↓

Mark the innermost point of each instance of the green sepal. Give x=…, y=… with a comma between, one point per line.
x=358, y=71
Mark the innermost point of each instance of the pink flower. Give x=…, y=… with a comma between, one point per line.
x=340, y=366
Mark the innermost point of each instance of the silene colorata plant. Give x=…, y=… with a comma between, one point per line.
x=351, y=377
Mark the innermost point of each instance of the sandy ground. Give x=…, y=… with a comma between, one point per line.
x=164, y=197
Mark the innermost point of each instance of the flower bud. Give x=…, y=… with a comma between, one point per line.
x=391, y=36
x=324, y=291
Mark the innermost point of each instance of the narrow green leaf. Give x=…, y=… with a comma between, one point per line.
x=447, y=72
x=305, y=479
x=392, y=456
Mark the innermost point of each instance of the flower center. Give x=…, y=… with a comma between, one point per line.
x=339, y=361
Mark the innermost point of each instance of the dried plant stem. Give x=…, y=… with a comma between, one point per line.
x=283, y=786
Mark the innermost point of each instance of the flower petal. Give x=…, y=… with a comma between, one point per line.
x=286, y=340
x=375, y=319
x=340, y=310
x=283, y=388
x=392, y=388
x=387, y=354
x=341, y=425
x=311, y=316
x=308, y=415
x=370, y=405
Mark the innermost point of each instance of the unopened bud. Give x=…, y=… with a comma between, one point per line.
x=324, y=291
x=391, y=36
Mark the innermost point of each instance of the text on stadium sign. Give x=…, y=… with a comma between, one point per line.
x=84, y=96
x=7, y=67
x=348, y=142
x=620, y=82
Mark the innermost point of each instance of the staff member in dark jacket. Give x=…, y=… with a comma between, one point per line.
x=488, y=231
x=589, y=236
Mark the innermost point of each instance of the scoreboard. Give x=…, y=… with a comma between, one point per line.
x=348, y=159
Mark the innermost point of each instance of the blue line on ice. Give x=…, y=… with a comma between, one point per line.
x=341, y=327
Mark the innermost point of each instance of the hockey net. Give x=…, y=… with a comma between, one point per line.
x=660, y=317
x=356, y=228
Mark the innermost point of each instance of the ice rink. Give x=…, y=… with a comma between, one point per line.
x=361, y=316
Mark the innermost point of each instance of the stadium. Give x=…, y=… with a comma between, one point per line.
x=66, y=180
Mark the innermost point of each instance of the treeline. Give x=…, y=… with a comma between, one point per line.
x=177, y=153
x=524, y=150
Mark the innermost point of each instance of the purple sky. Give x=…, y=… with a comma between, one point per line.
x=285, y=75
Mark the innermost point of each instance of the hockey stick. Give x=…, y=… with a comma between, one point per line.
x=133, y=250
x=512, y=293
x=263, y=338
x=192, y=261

↑

# ASSIGNMENT
Word for word, return the entire set of entries.

# FINISHED EXERCISE
Mark the innermost point of each instance of the green sepal. Give x=…, y=… with a comma between, one point per line.
x=358, y=71
Mark the innermost point of each instance of the pink flower. Give x=…, y=… with a comma between, one point per line.
x=340, y=366
Mark the innermost point of each instance of the silene colorata plant. Give x=…, y=… with a comma between, one point per line.
x=351, y=377
Mark the innermost point of each instance of the sandy ground. Give x=…, y=… with a comma between, one point per line.
x=164, y=197
Mark the innermost point of each instance of the flower bud. Give x=…, y=… with a comma between, one point per line.
x=391, y=36
x=324, y=291
Mark the innermost point of each instance of the narrow green leaf. Give x=…, y=… with a comma between, one point per line.
x=447, y=72
x=305, y=479
x=392, y=456
Mark the innermost point of each instance of the flower center. Give x=…, y=… with a comma between, one point per line.
x=339, y=361
Mark the innermost point of each instance of the dried plant stem. Give x=…, y=… with a comma between, one point per line.
x=283, y=786
Mark the innermost point of each instance of the flower petal. Give x=…, y=… with a comma between, one point per line.
x=286, y=340
x=375, y=319
x=340, y=310
x=283, y=388
x=392, y=388
x=387, y=354
x=341, y=425
x=311, y=316
x=308, y=415
x=370, y=405
Mark the innermost point of each instance of the unopened bud. Give x=…, y=… with a comma between, one point per line.
x=324, y=291
x=391, y=36
Mark the innermost point of each instance of the text on stadium sign. Give x=…, y=… with a comma between, one point per line.
x=84, y=96
x=7, y=67
x=348, y=142
x=620, y=82
Mark the innermost point of each instance of the staff member in dark jacket. Give x=…, y=… with a comma between, one point per line.
x=488, y=231
x=589, y=236
Mark the innermost point of each instance of the scoreboard. Give x=…, y=… with a comma between, one point per line.
x=348, y=159
Mark the innermost point of each instance of the blue line on ice. Give x=…, y=… with a comma between, one point per line.
x=341, y=327
Mark the innermost point of each instance of the hockey net. Give x=…, y=… with a comma between, one point per line.
x=660, y=317
x=356, y=228
Mark the innermost point of each instance of the ice rink. Give x=…, y=… with a comma between, one point per line.
x=361, y=316
Mark the innermost point of each instance of the stadium. Give x=…, y=… with a comma between, one point per line.
x=66, y=180
Mark the innermost point of each instance of the treeline. Give x=…, y=… with a comma between, one point per line.
x=177, y=153
x=524, y=150
Mark the innermost point of each instance of the purple sky. Give x=…, y=… with a comma between, one point per line.
x=285, y=75
Mark the innermost point of each instance of the hockey stick. Give x=…, y=… with a comma between, one point per line.
x=133, y=250
x=512, y=293
x=263, y=338
x=192, y=261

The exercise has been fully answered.